==== Data under study
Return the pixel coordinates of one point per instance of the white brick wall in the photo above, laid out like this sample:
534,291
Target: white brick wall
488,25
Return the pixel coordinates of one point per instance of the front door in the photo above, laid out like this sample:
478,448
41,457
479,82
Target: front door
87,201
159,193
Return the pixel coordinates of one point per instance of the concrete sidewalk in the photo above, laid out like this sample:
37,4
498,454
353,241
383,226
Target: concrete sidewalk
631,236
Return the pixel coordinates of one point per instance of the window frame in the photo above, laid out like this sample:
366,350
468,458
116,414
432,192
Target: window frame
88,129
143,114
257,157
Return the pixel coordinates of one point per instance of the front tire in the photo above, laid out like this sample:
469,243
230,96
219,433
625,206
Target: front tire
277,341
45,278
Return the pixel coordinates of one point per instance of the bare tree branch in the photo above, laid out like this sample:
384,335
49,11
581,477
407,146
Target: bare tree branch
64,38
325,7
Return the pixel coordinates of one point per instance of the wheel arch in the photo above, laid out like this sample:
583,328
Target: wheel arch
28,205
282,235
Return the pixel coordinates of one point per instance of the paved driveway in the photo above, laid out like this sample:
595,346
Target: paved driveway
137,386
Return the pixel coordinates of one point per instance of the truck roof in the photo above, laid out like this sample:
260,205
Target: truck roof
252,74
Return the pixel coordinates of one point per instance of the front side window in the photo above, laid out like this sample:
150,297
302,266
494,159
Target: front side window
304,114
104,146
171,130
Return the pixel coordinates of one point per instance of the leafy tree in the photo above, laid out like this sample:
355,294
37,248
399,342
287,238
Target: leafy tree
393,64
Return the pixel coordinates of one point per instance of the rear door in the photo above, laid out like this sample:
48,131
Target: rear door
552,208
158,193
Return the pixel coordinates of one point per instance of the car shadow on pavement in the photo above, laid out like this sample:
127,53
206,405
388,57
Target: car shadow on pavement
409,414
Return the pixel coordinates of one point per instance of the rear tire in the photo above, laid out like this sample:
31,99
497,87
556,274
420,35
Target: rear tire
========
Aim of the exercise: Take the data above and reproduce it exactly.

Answer for the task:
Return the pixel coordinates of one point per instance of the white brick wall in the photo above, laid out like this sample:
534,291
Target: white brick wall
488,25
Return the pixel coordinates of one point per instance of the front door in the photo above, laid out like this sample:
478,448
41,457
479,82
Target: front door
87,201
159,193
Return the pixel coordinates of one point per instance of the concrete sidewalk in the photo above, laid out like this sample:
37,4
498,454
353,241
383,226
Target: concrete sidewalk
631,236
Return the pixel coordinates of one point per instance of the window frame in the photo above, laid out like this sample:
366,350
468,458
116,414
432,192
Target: window frame
88,129
143,114
257,157
Return the pixel coordinates of one point per instance of the front tire in the photo above, laid out like this sample:
469,243
230,96
219,433
625,206
Target: front tire
277,341
45,278
Return the pixel coordinates of one point per instance of the bare tree branch in the photo above, laid out like this sample:
384,335
49,11
581,477
407,146
Target: bare tree branch
64,38
325,7
Return the pixel coordinates of one point per instance of the wheel arch in the photo above, laid out like this sample:
583,328
Target: wheel arch
28,205
282,235
Return the pixel coordinates of one point per instance of the paved driveway in the photo above, laid out like this sample:
595,346
Target: paved driveway
137,386
Return the pixel coordinates of one point per instance of the truck roof in the photo above, laid out like this sample:
260,205
Target: truck roof
252,74
Return the pixel coordinates of one point per instance of the front side window in the photo above, laid out like this sample:
150,297
302,266
494,159
Target: front side window
304,114
104,146
171,130
Return the pixel coordinates of one point per instance of the leafy tree in the photo above, laid out like this sample:
355,294
37,248
399,342
287,238
Target: leafy tree
393,64
Return the pixel coordinates of one point per instance of the rear door in the photo above, laid out like this sample:
48,131
Target: rear door
552,208
158,193
Return the pixel coordinates of one point per instance of the car shadow on pavement in the photo above, laid out like this sample:
127,53
206,405
388,57
Target: car shadow on pavement
409,414
Return the pixel coordinates of one point per instance of the rear tire in the photo above, laid out like this sample:
31,99
497,87
556,274
420,35
Target: rear tire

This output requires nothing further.